Begin Supplied material

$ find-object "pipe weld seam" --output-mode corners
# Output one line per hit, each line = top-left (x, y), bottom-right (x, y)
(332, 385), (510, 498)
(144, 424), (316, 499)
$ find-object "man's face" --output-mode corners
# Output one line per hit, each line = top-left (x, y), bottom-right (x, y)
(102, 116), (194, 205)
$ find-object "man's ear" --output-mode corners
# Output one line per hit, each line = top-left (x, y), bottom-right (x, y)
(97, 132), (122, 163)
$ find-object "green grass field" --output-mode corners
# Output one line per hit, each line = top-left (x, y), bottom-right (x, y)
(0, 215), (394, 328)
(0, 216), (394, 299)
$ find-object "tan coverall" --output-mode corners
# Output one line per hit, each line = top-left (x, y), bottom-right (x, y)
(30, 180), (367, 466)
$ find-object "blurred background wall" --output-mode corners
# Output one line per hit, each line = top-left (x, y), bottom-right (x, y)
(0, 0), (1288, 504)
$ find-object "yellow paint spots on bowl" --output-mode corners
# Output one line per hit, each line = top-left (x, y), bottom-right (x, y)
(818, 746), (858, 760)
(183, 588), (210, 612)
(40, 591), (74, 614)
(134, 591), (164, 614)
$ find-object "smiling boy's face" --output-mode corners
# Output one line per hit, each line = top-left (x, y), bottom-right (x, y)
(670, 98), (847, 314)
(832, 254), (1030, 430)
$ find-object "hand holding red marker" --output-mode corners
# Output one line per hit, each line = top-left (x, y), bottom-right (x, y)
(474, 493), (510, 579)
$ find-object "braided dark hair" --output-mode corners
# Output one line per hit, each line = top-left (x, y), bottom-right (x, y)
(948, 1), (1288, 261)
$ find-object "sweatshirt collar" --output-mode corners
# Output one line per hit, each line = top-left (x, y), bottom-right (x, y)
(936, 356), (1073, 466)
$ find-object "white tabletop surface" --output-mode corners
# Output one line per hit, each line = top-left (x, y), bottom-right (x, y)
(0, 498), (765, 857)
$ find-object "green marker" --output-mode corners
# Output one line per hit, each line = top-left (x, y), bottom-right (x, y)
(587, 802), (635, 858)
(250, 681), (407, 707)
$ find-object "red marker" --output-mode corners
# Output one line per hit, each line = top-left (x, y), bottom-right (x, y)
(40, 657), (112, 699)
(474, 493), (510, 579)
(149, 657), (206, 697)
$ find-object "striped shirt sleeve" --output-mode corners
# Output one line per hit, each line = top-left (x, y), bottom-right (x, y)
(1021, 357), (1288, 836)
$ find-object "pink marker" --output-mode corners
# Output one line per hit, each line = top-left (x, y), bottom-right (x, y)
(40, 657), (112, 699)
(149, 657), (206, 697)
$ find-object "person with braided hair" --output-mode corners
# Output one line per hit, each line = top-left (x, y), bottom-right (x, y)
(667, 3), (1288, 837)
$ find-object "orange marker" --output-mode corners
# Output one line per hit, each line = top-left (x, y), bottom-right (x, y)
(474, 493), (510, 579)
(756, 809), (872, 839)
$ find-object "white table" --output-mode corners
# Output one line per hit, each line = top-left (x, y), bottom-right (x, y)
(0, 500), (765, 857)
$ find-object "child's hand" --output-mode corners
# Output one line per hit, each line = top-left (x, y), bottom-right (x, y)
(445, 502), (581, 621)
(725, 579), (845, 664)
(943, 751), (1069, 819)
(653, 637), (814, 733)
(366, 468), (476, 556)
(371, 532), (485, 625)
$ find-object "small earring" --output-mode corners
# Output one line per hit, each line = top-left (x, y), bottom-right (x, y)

End Supplied material

- What the task asks:
Can you repeat the rows word for word, starting with the very first line and going on through the line that contains "(0, 498), (765, 857)", with both of those lines included?

- Result:
$ find-object "pipe weld seam" --output-mode corners
# Output one line per hit, each line = top-left (x, y), bottom-right (x, y)
(332, 385), (510, 498)
(144, 424), (316, 499)
$ find-object "man's face" --output-mode corners
# Output one line per hit, each line = top-left (x, y), bottom-right (x, y)
(102, 116), (194, 205)
$ find-object "man's ear" --output-mode corners
# Output one line per hit, each line = top-left (x, y), bottom-right (x, y)
(97, 132), (122, 163)
$ find-object "green grass field" --output-mode corners
# Output one line per hit, each line = top-left (x, y), bottom-right (x, y)
(0, 215), (394, 328)
(0, 216), (394, 299)
$ find-object "tan coverall" --output-mode corners
# Output one line per hit, each line = top-left (x, y), bottom-right (x, y)
(30, 180), (367, 466)
$ find-object "blurred background wall" --output-mode corners
# Output one line per hit, each line = top-left (x, y), bottom-right (x, y)
(0, 0), (1288, 504)
$ find-object "yellow paint spots on bowl" --output-mode corners
# Output one line per hit, each line = top-left (x, y), bottom-right (x, y)
(818, 746), (858, 760)
(183, 588), (210, 612)
(40, 591), (74, 614)
(134, 591), (164, 614)
$ find-object "smiling boy's face" --output-mode corners
# Output one line per hit, each line = top-left (x, y), bottom-right (x, y)
(670, 98), (847, 314)
(832, 254), (1030, 430)
$ find-object "hand holding red marker" --output-mode corners
# Output one line per hit, each line = top-left (x, y), bottom-right (x, y)
(474, 493), (510, 579)
$ find-object "braided dark hair" --output-mode corners
# Output one line per hit, each line = top-left (x, y), bottom-right (x, y)
(948, 1), (1288, 261)
$ find-object "sweatshirt collar" --output-mode corners
# Output one line per hit, each line = top-left (x, y), bottom-right (x, y)
(936, 356), (1073, 466)
$ find-object "white tabletop surface" --output-mode corners
# Output one line per hit, each line = top-left (x, y), bottom-right (x, y)
(0, 498), (765, 857)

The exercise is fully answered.